=== Directions ===
Write out the whole listing without a single alteration.

=== Task material ===
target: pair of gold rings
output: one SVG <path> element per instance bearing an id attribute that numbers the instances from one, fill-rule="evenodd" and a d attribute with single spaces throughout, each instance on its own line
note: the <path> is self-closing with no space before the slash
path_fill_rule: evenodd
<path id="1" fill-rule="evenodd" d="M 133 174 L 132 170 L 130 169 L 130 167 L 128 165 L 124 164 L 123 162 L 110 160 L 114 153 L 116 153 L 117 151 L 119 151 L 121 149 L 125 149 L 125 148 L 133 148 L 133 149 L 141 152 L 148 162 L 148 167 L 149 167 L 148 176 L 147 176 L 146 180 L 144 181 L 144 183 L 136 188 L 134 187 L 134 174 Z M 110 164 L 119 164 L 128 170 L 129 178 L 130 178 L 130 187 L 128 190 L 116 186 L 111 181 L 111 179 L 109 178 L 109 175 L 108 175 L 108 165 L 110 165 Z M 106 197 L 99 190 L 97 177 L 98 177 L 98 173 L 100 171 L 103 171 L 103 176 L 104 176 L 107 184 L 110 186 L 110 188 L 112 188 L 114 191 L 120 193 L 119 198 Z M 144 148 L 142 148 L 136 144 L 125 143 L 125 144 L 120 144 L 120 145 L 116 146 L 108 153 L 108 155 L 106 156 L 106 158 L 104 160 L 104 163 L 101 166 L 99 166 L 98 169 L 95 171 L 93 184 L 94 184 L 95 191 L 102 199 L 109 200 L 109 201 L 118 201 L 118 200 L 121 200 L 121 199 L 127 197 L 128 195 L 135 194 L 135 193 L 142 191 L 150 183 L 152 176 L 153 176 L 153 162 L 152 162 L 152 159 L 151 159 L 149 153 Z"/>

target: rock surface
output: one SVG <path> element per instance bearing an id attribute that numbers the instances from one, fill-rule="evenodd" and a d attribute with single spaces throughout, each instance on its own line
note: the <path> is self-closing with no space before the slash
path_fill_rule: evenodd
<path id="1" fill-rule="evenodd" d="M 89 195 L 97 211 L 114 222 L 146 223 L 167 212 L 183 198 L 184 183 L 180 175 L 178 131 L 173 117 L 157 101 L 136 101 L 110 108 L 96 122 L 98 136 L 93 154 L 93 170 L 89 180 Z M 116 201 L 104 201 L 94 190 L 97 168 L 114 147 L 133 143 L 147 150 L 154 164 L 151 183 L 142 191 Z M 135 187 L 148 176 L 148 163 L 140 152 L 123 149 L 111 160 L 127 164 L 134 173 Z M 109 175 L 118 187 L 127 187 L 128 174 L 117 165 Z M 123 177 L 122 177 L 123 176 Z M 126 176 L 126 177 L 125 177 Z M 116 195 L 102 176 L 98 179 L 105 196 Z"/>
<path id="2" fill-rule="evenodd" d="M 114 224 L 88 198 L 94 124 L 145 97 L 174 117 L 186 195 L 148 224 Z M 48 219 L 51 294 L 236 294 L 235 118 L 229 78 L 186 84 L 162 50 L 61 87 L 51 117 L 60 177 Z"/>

=== Written reply ===
target: pair of gold rings
output: one SVG <path> element per instance bearing an id attribute that numbers the instances from one, fill-rule="evenodd" and a d attribute with single spaces throughout, each instance on its own line
note: the <path> is self-closing with no space before the slash
path_fill_rule: evenodd
<path id="1" fill-rule="evenodd" d="M 133 174 L 132 170 L 130 169 L 130 167 L 128 165 L 124 164 L 123 162 L 110 160 L 114 153 L 116 153 L 117 151 L 119 151 L 121 149 L 125 149 L 125 148 L 133 148 L 133 149 L 141 152 L 148 162 L 148 167 L 149 167 L 148 176 L 147 176 L 146 180 L 144 181 L 144 183 L 136 188 L 134 187 L 134 174 Z M 110 164 L 119 164 L 128 170 L 129 178 L 130 178 L 130 187 L 128 190 L 116 186 L 111 181 L 111 179 L 109 178 L 109 175 L 108 175 L 108 165 L 110 165 Z M 106 197 L 99 190 L 97 177 L 98 177 L 98 173 L 100 171 L 103 171 L 103 176 L 104 176 L 107 184 L 110 186 L 110 188 L 112 188 L 114 191 L 120 193 L 119 198 Z M 144 148 L 142 148 L 136 144 L 125 143 L 125 144 L 120 144 L 120 145 L 116 146 L 108 153 L 108 155 L 106 156 L 106 158 L 104 160 L 104 163 L 101 166 L 99 166 L 98 169 L 95 171 L 93 184 L 94 184 L 95 191 L 102 199 L 109 200 L 109 201 L 118 201 L 118 200 L 121 200 L 121 199 L 127 197 L 128 195 L 135 194 L 135 193 L 142 191 L 150 183 L 152 176 L 153 176 L 153 162 L 152 162 L 152 159 L 151 159 L 149 153 Z"/>

target: rock surface
output: one SVG <path> element per instance bearing an id attribute that numbers the instances from one, fill-rule="evenodd" and a d attribute with single spaces throughout, each instance on its own line
note: the <path> is self-closing with no space before the slash
path_fill_rule: evenodd
<path id="1" fill-rule="evenodd" d="M 89 195 L 97 211 L 114 222 L 146 223 L 167 212 L 183 198 L 184 183 L 180 175 L 178 131 L 173 117 L 157 101 L 136 101 L 110 108 L 96 122 L 98 136 L 93 154 L 93 170 L 89 180 Z M 116 201 L 104 201 L 94 190 L 97 168 L 114 147 L 133 143 L 147 150 L 154 164 L 151 183 L 142 191 Z M 135 187 L 148 176 L 148 163 L 140 152 L 123 149 L 111 160 L 127 164 L 134 173 Z M 109 175 L 118 187 L 127 187 L 128 174 L 117 165 Z M 123 177 L 122 177 L 123 176 Z M 126 176 L 126 177 L 125 177 Z M 116 195 L 102 176 L 98 179 L 105 196 Z"/>
<path id="2" fill-rule="evenodd" d="M 114 224 L 88 198 L 94 124 L 145 97 L 174 117 L 186 195 L 148 224 Z M 48 219 L 51 294 L 236 294 L 235 118 L 229 78 L 186 84 L 162 50 L 61 87 L 51 117 L 60 177 Z"/>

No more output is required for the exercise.